## Required work:
Can you pull out, word for word, everything in the Poynting vector derivation from "Here, $u = - ω" down to "estimated using approximations."?

## Provided text:

In problem 9.33 the result is $A = \frac{μ_{0} m_{0} ω^{2}}{4 π c}$

Determine the average value of Poynting vector intensity.

Substitute $\frac{μ_{0} m_{0} ω}{4 π} \frac{\sin θ}{r} [\frac{1}{r} \sin [ω (t - \frac{r}{c})] + \frac{ω}{c} \cos [ω (t - \frac{r}{c})]]] \hat{ϕ}$ for $E$ and

$B = \frac{μ_{0} m_{0}}{4 π} \{\begin{array}{l} \frac{2 \cos θ}{r^{2}} [\frac{1}{r} \cos [ω (t - \frac{r}{c})] - \frac{ω}{c} \sin [ω (t - \frac{r}{c})] \hat{r}] \\ - \frac{\sin θ}{r} [\begin{array}{l} - \frac{1}{r^{2}} \cos [ω (t - \frac{r}{c})] + \frac{ω}{r c} \sin ω [(t - \frac{r}{c})] \\ + {(\frac{ω}{c})}^{2} \cos ω [(t - \frac{r}{c})] \end{array}] \end{array}\}$ for $B$ into equation (3).

$\begin{array}{l} S = \frac{1}{c} (E \times B) \\ S = \frac{μ_{0} m_{0}^{2} ω^{3}}{16 π^{2} c^{2}} (\frac{\sin θ}{r^{2}}) \{\begin{matrix} \frac{2 \cos θ}{r} [(1 - \frac{c^{2}}{ω^{2} r^{2}}) \sin u \cos u + \frac{c}{ω r} (\cos^{2} u - \sin^{2} u)] \hat{θ} \\ + \sin θ [\begin{array}{l} (- \frac{2}{r} + \frac{c^{2}}{ω^{2} r^{3}}) \sin u \cos u + \frac{ω}{c} \cos^{2} u \\ + \frac{c}{ω r^{2}} (\sin^{2} u - \cos^{2} u) \end{array}] \hat{r} \end{matrix}\} \end{array}$

Here, $u = - ω (t - \frac{r}{c})$

Then average value of Poynting vector is intensity

$⟨ S ⟩ = \frac{μ_{0} m_{0}^{2} ω^{4}}{32 π^{2} c^{3}} \frac{\sin^{2} θ}{r^{2}} \hat{r}$

This is the same radiation intensity that we estimated using approximations.

Therefore, the average value of Poynting vector intensity is $< S > = \frac{μ_{0} m_{0}^{2} ω^{4}}{32 π^{2} c^{3}} \frac{\sin^{2} θ}{r^{2}} \hat{r}$ .

## Data:
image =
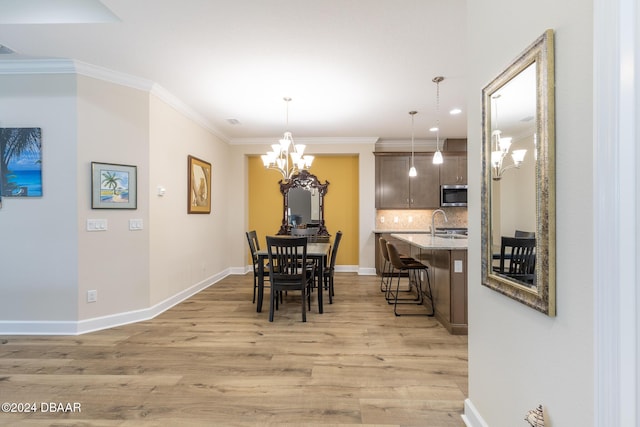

## Problem solution:
Here, $u = - ω (t - \frac{r}{c})$

Then average value of Poynting vector is intensity

$⟨ S ⟩ = \frac{μ_{0} m_{0}^{2} ω^{4}}{32 π^{2} c^{3}} \frac{\sin^{2} θ}{r^{2}} \hat{r}$

This is the same radiation intensity that we estimated using approximations.